**Exercise material**

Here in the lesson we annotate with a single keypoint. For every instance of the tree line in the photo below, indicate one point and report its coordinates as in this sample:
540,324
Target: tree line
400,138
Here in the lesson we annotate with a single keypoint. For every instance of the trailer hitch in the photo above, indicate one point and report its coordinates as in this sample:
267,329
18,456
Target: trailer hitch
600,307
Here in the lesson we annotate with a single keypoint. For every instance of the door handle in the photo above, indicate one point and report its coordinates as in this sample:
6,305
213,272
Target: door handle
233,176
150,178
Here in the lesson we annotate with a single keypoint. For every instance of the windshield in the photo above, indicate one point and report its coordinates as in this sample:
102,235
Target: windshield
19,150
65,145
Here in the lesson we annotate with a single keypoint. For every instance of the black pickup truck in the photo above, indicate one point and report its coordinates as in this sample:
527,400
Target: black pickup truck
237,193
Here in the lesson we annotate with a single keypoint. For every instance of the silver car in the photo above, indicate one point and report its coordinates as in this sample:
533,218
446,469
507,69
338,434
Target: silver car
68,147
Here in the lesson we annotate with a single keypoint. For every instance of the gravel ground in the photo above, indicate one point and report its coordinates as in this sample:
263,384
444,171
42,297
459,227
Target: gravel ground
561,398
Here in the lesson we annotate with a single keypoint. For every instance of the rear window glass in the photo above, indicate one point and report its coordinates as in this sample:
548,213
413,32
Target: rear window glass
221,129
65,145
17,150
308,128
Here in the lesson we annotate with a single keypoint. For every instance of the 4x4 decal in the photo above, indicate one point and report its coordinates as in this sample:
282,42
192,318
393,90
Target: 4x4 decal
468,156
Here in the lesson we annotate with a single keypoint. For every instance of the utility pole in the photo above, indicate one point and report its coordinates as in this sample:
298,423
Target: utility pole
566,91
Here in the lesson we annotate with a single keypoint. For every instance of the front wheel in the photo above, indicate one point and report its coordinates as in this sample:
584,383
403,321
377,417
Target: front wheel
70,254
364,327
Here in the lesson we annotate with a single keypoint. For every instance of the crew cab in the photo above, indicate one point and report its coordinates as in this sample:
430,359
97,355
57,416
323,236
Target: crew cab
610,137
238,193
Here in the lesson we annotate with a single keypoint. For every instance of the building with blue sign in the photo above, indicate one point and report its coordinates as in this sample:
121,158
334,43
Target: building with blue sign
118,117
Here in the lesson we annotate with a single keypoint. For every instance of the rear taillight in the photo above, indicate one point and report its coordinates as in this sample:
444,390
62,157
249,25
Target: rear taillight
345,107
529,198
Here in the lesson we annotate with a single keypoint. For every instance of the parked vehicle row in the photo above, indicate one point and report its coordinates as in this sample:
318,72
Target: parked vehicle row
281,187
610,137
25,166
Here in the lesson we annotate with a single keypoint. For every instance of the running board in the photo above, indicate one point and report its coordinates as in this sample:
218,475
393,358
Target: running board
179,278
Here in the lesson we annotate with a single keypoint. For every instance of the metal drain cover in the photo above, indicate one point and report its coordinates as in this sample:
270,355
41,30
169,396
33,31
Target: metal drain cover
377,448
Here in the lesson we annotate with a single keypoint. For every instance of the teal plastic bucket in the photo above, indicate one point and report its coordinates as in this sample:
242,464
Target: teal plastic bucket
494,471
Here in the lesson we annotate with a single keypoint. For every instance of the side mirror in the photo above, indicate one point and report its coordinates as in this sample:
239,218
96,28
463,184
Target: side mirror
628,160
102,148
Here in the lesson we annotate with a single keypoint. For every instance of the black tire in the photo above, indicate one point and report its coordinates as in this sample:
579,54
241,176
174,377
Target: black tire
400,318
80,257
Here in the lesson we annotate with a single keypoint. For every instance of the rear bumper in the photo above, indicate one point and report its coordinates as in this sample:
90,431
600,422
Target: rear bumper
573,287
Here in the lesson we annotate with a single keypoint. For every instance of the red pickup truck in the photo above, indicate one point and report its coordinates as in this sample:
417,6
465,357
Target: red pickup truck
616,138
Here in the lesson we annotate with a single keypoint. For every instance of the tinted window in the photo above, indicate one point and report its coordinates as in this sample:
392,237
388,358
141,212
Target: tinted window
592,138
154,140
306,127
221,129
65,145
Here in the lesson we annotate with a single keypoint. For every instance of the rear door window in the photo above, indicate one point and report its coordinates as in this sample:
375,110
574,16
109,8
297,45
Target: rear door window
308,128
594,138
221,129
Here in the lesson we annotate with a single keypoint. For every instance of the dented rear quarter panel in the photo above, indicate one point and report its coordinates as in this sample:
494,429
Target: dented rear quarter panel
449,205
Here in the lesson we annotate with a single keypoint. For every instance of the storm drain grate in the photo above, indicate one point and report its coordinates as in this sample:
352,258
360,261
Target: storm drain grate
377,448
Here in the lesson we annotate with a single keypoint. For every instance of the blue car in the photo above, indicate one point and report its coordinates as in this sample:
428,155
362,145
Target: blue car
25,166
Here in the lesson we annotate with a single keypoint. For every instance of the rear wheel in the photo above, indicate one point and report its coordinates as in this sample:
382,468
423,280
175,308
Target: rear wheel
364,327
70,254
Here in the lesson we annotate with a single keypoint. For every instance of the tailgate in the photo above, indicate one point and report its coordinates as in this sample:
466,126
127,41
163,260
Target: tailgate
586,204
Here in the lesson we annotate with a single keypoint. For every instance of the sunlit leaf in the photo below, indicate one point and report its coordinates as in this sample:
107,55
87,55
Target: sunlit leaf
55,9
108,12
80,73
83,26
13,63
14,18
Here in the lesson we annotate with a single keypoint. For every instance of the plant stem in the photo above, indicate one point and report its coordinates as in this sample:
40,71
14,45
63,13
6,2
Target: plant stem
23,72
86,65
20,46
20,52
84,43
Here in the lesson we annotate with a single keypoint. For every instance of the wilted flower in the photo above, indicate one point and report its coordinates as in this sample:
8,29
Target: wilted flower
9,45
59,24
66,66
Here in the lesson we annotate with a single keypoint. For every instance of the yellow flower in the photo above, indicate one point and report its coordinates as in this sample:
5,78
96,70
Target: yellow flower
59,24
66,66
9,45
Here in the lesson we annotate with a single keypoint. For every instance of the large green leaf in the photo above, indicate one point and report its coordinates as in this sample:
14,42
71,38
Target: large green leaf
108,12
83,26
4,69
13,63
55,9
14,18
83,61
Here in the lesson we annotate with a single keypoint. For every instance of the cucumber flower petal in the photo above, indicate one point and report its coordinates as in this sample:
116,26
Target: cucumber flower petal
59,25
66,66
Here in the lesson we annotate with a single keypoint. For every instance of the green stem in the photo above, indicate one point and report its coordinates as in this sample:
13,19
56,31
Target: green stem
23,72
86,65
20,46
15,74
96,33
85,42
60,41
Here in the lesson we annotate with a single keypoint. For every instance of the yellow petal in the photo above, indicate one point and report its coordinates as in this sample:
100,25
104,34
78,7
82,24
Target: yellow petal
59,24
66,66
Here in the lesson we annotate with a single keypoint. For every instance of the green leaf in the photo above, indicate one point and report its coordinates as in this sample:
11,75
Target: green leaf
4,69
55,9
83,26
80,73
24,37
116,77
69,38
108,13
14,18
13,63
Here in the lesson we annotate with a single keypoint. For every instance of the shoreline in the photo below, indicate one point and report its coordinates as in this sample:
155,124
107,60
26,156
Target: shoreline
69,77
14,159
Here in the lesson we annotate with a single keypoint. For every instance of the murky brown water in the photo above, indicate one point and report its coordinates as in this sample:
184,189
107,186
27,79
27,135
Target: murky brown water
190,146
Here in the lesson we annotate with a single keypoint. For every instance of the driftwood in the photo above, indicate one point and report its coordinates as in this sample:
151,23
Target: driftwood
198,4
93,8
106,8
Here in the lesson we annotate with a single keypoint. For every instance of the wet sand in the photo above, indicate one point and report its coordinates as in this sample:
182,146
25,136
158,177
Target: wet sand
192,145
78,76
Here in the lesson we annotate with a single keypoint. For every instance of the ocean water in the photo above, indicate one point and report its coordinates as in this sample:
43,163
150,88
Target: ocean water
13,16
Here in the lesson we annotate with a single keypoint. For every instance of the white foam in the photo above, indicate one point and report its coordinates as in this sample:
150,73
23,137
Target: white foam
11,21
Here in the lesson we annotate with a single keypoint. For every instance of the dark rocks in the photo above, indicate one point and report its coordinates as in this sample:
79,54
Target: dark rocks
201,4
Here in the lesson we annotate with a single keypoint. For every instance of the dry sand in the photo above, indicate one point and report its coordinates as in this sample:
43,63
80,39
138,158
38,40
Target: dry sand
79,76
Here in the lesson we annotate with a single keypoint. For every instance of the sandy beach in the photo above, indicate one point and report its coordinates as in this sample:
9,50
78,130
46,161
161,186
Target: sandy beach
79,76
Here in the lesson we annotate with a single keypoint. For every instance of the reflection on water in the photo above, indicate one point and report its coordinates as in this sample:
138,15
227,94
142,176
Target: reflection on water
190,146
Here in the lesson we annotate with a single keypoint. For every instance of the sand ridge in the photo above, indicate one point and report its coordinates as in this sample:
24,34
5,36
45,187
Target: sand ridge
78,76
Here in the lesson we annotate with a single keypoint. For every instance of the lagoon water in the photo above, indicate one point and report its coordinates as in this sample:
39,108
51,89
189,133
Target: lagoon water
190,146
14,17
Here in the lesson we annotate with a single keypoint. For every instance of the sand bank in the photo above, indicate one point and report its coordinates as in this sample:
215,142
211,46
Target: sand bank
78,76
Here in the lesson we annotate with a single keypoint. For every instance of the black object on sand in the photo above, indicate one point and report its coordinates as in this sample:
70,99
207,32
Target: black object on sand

**Exercise brief**
Find where "the black object" occurs in the data, and please write out that line through the last line exactly, with nothing else.

**Finished exercise**
Here in the lesson we annotate with a single keypoint. For every instance of the black object on sand in the photo above, indicate one point and report its coordinates as in this sample:
70,99
207,32
Target: black object on sand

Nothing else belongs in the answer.